# Short problem A
Using the whale entanglement post below, decide whether each statement agrees with it. Answer yes or no for each, and quote the words from the post that settle it.
(i) The completed CP and ITP application is expected to be ready for submission to NMFS this winter.
(ii) The crab industry public meetings are scheduled for November.
(iii) A pot-day is a measure equal to one pot fished for one week.
═══ Document extract
With regards to whale entanglement and conservation planning across the West Coast, various efforts are taking place by state and federal fishery managers, scientists, researchers, industry members, and other stakeholders to fill some of the critical information gaps in order to effectively address this issue. In Oregon, this includes work to better understand seasonal whale distribution off our coast (see my last post here), analyses to estimate the potential impacts (i.e., reduction in pot-days; a metric equal to one pot fished for one day) of proposed management measures, and collaboration across the West Coast to consider the effectiveness and feasibility of alternative management techniques (e.g., gear modifications or configurations).
The development of a complete CP and ITP application is slated to be finished and ready for submission to the National Marine Fisheries Service (NMFS) this winter. While we are working hard to ensure that this CP includes the best available information, many of the efforts to better understand and respond to this issue will still be underway when an ITP is applied for. It is for this reason that adaptive management is such a crucial element.
The CP handbook borrows from the 2009 Department of the Interior Adaptive Management Technical Guide to describe adaptive management as follows (Williams et al., 2009):
An adaptive approach involves exploring alternative ways to meet management objectives, predicting the outcomes of alternatives based on the current state of knowledge, implementing one or more of these alternatives, monitoring to learn about the impacts of management actions, and then using the results to update knowledge and adjust management actions. Adaptive management focuses on learning and adapting, through partnerships of managers, scientist, and other stakeholders who learn together how to create and maintain sustainable resource systems.
As this description points out, partnerships and collaboration are essential to developing an effective adaptive management approach. To this end, adaptive measures will be a key topic at our upcoming crab industry public meetings which will take place in October. At these meetings, we hope to provide information and solicit feedback from industry to design an approach that both minimizes impacts to the fishery, while maximizing the conservation benefit provided to endangered and/or threatened species. Through additional collaboration with NMFS, we will refine this strategy to ensure that it meets the necessary standards.
While this is certainly going to be one of the more challenging components of the CP process, I look forward to seeing much of the work that I have been doing over the last few months come together into a refined strategy that is responsive to new or changing information and circumstances.
U.S. Fish and Wildlife Service and National Marine Fisheries Service. 2016. Habitat conservation planning and incidental take permit processing handbook. 405 pp.
Williams, B. L., Szaro, R. C., and Shapiro, C. D. 2009. Adaptive management: the U.S. Department of the Interior Technical Guide. Adaptive Management Working Group, 84 pp.
══════
# Short problem B
Identify every line of the entries below that contains the word "black", and copy each of those lines.
═══ Input data
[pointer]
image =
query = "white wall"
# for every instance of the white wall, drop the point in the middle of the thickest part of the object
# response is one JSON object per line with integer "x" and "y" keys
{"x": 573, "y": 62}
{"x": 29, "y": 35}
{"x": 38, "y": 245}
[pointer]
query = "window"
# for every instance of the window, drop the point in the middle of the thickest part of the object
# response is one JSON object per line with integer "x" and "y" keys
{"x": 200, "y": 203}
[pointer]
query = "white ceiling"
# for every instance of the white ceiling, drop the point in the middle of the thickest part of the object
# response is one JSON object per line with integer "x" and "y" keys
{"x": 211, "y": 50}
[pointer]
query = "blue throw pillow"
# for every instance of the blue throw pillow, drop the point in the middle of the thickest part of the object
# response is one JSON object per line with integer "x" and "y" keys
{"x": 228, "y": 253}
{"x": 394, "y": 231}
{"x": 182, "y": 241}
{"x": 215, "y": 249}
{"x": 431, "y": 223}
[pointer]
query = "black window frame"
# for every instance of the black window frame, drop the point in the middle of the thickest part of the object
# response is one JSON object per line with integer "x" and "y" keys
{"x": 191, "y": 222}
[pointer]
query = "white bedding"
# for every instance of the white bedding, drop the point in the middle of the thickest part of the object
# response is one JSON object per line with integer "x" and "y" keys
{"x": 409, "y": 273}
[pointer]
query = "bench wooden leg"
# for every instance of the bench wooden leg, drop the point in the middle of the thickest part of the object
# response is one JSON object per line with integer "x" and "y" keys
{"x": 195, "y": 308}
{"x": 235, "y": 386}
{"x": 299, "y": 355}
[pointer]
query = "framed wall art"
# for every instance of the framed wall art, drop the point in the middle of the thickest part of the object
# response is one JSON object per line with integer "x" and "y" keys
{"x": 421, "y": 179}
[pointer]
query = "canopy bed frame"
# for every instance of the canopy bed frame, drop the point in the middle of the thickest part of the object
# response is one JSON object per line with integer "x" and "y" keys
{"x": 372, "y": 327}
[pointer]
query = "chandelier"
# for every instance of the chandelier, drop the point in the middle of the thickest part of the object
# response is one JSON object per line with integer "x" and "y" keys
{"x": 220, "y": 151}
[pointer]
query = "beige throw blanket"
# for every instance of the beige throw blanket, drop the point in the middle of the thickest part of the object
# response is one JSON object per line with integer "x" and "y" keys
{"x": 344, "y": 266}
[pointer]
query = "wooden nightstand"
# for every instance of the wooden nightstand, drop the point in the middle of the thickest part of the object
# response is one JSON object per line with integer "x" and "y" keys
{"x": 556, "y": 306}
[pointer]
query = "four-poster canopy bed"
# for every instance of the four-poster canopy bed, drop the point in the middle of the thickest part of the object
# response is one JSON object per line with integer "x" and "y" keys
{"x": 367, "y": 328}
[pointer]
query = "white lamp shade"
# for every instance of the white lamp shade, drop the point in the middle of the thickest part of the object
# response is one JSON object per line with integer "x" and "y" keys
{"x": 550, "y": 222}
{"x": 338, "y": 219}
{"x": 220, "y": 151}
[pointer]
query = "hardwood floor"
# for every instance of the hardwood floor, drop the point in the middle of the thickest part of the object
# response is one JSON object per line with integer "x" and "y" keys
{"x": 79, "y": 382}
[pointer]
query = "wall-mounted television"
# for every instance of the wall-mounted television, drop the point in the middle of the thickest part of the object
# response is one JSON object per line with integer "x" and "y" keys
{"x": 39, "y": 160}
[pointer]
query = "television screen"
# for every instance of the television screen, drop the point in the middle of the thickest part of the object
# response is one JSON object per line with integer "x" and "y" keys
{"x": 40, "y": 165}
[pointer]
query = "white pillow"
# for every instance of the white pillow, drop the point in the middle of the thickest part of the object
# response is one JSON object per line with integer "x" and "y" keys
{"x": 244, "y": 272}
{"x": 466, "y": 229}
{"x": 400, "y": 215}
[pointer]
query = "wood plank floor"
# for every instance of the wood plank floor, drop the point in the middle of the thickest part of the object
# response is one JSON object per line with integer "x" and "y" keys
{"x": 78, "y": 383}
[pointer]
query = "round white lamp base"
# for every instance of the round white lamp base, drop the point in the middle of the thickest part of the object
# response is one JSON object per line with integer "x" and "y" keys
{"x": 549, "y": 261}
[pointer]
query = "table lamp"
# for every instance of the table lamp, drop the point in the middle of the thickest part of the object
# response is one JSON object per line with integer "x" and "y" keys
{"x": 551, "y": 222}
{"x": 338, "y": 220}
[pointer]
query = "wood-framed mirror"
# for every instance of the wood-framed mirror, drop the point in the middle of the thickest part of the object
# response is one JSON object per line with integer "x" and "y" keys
══════
# Reply A
(i) Yes: "The development of a complete CP and ITP application is slated to be finished and ready for submission to the National Marine Fisheries Service (NMFS) this winter."
(ii) No: "our upcoming crab industry public meetings which will take place in October."
(iii) No: "a metric equal to one pot fished for one day"

# Reply B
query = "black window frame"
# for every instance of the black window frame, drop the point in the middle of the thickest part of the object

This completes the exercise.